| INPUT MATERIAL |
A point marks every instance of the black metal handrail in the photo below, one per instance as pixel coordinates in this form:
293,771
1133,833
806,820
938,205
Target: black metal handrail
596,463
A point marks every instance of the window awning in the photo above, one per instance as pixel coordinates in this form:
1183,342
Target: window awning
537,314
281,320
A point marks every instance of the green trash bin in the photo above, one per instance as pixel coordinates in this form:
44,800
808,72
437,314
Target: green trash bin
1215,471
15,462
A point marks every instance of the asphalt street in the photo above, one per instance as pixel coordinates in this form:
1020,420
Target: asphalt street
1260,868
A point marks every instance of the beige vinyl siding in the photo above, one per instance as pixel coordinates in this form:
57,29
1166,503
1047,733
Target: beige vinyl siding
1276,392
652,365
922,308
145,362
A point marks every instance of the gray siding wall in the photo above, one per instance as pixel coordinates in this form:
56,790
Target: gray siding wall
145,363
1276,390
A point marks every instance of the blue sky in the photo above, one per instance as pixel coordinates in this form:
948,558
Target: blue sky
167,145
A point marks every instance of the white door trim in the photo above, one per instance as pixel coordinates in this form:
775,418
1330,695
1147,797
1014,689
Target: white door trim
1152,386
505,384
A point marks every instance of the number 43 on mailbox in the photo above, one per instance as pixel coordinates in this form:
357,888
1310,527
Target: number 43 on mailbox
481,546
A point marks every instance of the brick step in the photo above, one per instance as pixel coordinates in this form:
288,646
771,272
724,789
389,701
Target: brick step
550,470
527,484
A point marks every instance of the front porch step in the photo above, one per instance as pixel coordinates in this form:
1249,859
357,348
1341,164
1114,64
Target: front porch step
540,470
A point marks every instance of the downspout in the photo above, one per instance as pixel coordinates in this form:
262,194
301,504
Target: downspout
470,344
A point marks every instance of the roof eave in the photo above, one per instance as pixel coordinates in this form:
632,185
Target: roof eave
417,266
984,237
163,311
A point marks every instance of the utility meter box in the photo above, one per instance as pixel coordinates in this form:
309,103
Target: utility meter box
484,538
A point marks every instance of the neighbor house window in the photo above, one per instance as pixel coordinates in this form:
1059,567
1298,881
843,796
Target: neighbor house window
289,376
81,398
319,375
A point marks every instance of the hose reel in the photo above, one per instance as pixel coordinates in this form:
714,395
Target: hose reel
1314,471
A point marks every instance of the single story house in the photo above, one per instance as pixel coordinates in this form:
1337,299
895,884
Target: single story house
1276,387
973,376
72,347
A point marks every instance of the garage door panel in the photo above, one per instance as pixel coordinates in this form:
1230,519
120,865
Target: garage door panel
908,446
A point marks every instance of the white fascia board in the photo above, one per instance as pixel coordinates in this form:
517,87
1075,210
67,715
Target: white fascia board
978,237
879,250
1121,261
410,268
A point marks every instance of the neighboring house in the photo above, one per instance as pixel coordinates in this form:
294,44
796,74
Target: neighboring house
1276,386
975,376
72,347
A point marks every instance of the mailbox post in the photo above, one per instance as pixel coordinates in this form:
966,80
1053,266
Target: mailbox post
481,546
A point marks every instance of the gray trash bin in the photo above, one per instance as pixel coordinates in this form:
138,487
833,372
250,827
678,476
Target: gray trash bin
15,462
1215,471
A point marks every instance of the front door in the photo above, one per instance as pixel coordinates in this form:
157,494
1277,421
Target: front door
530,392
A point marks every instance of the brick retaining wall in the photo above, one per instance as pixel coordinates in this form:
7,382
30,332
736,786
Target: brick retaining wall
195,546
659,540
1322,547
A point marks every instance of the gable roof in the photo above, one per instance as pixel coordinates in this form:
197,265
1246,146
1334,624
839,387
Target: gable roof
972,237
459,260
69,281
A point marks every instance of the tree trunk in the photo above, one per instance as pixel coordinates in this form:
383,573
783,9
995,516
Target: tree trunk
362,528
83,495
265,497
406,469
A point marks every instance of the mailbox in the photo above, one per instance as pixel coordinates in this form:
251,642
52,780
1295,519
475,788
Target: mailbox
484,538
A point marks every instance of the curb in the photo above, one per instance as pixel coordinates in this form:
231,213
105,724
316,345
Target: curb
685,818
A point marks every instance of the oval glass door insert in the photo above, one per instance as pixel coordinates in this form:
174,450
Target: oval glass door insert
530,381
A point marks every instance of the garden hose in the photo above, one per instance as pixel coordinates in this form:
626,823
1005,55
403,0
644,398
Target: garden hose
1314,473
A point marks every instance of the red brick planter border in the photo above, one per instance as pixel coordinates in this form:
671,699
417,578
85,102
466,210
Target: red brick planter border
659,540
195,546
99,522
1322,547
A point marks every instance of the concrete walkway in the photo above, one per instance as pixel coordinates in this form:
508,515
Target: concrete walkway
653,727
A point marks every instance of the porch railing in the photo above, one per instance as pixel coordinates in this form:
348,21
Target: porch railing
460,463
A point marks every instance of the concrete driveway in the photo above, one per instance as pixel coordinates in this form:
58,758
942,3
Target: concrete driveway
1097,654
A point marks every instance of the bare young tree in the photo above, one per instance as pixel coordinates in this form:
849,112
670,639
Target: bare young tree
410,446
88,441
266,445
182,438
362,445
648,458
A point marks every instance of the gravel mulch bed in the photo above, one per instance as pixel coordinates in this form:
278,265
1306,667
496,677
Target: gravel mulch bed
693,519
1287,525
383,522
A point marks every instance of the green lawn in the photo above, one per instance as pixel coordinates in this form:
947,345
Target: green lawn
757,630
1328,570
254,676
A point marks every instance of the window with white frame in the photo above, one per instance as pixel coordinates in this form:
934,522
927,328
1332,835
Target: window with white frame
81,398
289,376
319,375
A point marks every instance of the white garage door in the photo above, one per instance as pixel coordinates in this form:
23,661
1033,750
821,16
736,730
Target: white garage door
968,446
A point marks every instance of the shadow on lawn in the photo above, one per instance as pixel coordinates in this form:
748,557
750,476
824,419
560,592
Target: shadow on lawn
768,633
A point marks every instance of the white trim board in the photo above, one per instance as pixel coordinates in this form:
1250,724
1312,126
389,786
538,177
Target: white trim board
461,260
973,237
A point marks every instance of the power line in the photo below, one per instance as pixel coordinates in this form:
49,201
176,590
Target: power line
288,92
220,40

| GOAL OF THE EXERCISE |
Each entry shown above should be transcribed exactly as written.

| YOUR SOLUTION |
A point marks every instance of the black metal handrail in the photo below, one per instance as pixel coordinates in this form:
293,771
1133,833
806,820
938,205
Target: black metal handrail
596,463
A point marks every instance of the window awning in the photo above, one per instance as pixel coordinates in this form:
1183,342
Target: window awning
537,314
281,320
A point marks every instance of the green trash bin in the photo above, one per instance as pixel coordinates in this form:
44,800
808,72
437,314
Target: green trash bin
1215,471
15,462
A point marks every instance of the asphalt street in the photo above, one per instance as pixel coordinates in this form:
1020,420
Target: asphalt street
1260,868
A point marks every instance of the beige vinyl siding in the photo above, one per instance as pixel coordinates in this form:
57,29
1166,503
1047,733
Target: beige vinyl siding
1276,392
652,365
922,308
145,362
A point marks every instance of the gray siding wall in the photo above, one per instance as pixel coordinates in this form:
56,790
Target: gray siding wall
145,363
1276,390
A point marks every instance of the blue sky in the photo above, one per instance as pixel coordinates in this form:
948,558
Target: blue sky
167,145
A point marks every instance of the white door trim in the photo above, one per instance as pixel coordinates in this form:
775,418
1330,695
1147,797
1014,689
Target: white door trim
1152,386
505,384
A point marks every instance of the number 43 on mailbox in the photo above, one per instance as pixel coordinates in this form:
357,888
1310,527
Target: number 43 on mailbox
481,546
A point marks every instance of the brick step in the photo above, one per instance as pixel coordinates in this form:
288,646
771,272
724,789
389,701
Target: brick step
550,470
527,484
A point marks every instance of the front porch step in the photo above, one per instance as pixel coordinates in this form:
1249,859
357,348
1341,164
1114,64
Target: front porch step
540,470
A point marks every instance of the downspout in the photo above, one per instance as pixel coordinates in this form:
262,194
301,504
Target: downspout
470,344
A point marks every instance of the roof eave in the photo above, one per instance as pixel coordinates in this form:
632,185
Target: roof eave
417,266
984,237
163,311
A point marks every instance of the utility meter box in the photo above, one per instance as pixel coordinates in this form:
309,103
Target: utility meter box
484,538
A point marks every instance of the neighbor house window in the photo above, one per instance as pixel coordinates in this form:
1059,567
1298,881
843,796
Target: neighbor house window
289,376
81,398
319,375
A point marks every instance of the hose reel in the photo above, one per instance as pixel coordinates in this form:
714,395
Target: hose reel
1314,471
A point marks every instance of the single story house in the photo above, one per instance as pixel coordinates in this form:
1337,299
895,884
Target: single story house
1276,387
973,376
72,347
A point marks every instance of the garage door panel in the photo above, one per instance as pixel coordinates in this form:
1230,519
120,865
Target: garage door panel
908,446
A point marks every instance of the white fascia board in the photo above, one per instance as pixel coordinates in this form:
517,87
1075,210
67,715
Target: white fascia board
978,237
879,250
1121,261
410,268
A point marks every instance of the neighboring house in the photo above, one per instance as pixel coordinates in this form:
294,44
796,74
Target: neighboring house
1276,386
975,376
72,347
A point marks every instance of the mailbox post in the photo above, one per instance as pixel coordinates in this form:
966,80
1053,266
Target: mailbox post
481,546
A point marks every instance of the gray trash bin in the photo above, one per instance as pixel coordinates in this form:
138,487
833,372
250,827
678,476
Target: gray trash bin
15,462
1215,471
A point marks every instance of the front door in the photo above, one per instance as pixel coordinates in this form:
157,494
1277,421
Target: front door
530,392
A point marks every instance of the brick retaining wall in the photo above, one per instance as pixel coordinates in this form:
7,382
30,332
736,786
Target: brick retaining wall
195,546
659,540
1322,547
A point marks every instance of the gable roof in the photo above, one per instance as pixel coordinates in this form:
197,265
1246,146
1334,624
839,387
Target: gable roof
972,237
459,260
69,281
A point marks every instance of the tree trunk in the photo above, one per instance as pixel coordinates in this form:
383,573
783,9
995,516
Target: tree trunk
362,528
83,495
265,497
406,469
A point marks every instance of the mailbox in the photo above, one per instance as pixel coordinates in this form:
251,642
52,780
1295,519
475,788
Target: mailbox
484,538
A point marks every instance of the curb in the photo above, one per instance as pixel coordinates in this form:
231,213
105,724
316,345
Target: curb
685,818
A point marks every instance of the oval glass door insert in the photo above, one per instance as pixel coordinates in this form:
174,450
Target: oval glass door insert
530,381
A point marks every instance of the garden hose in the photo above, one per instance as pixel coordinates in this form:
626,823
1005,55
403,0
644,398
Target: garden hose
1314,473
A point marks every instance of the red brick planter border in the photo above, one per instance as pixel coordinates in this form:
671,699
417,578
85,102
466,210
Target: red brick planter border
659,540
195,546
99,522
1322,547
A point marks every instance of the concrete walkway in the photo above, one per instance as pixel coordinates in this form:
508,515
Target: concrete walkway
653,727
A point marks every instance of the porch railing in the photo above, one per instance as pixel coordinates in this form:
348,21
Target: porch railing
460,463
A point marks every instance of the concrete driveway in the photo above, one per instance as pixel coordinates in this form:
58,758
942,3
Target: concrete driveway
1097,654
A point marks every instance of the bare young tree in the photo above, one per instance as pixel coordinates in this form:
849,112
670,639
Target: bare young tree
410,446
88,441
266,445
182,438
362,445
648,458
A point marks every instance of the gravel mulch bed in the photo above, one per instance as pixel coordinates in this form:
278,265
1306,667
496,677
Target: gravel mulch bed
693,519
1287,525
383,522
A point marks every instance of the green lawn in the photo above, one per instance as pixel coordinates in this form:
947,345
Target: green lawn
757,630
1328,570
254,676
A point marks every instance of the window with white frame in the photo above, one per instance as pixel coordinates in this form:
934,522
927,328
1332,835
Target: window with white frame
81,398
289,376
319,375
A point marks every instance of the white garage door in the photo above, one per instance as pixel coordinates in this form:
23,661
1033,750
821,16
736,730
Target: white garage door
968,446
A point marks every instance of the shadow on lawn in the photo above, one per instance as pixel coordinates in this form:
748,557
750,476
824,419
560,592
Target: shadow on lawn
768,633
A point marks every instance of the white trim board in the photo above, one per instance as pixel coordinates in this form:
1250,724
1312,126
389,786
538,177
Target: white trim board
461,260
973,237
A point marks every instance of the power line in the photo below, one per instance as pixel coordinates in this form:
49,201
176,590
Target: power line
288,92
220,40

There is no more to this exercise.